**Task details**
Copy the following listing line for line, with no changes to any word, number, or punctuation mark.

**Rows of box annotation data**
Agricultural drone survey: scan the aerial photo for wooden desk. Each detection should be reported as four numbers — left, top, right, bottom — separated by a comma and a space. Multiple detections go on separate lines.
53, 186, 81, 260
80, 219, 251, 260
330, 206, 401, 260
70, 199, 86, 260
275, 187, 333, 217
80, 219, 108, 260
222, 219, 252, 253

**Task response**
Agricultural drone survey: scan the aerial photo for wooden desk. Each detection should be reported as four numbers — left, top, right, bottom — separated by a comma and a space. Multiple detections go on separate lines.
53, 186, 81, 260
80, 219, 251, 260
330, 206, 401, 260
70, 199, 86, 260
275, 187, 333, 217
80, 219, 108, 260
222, 219, 252, 253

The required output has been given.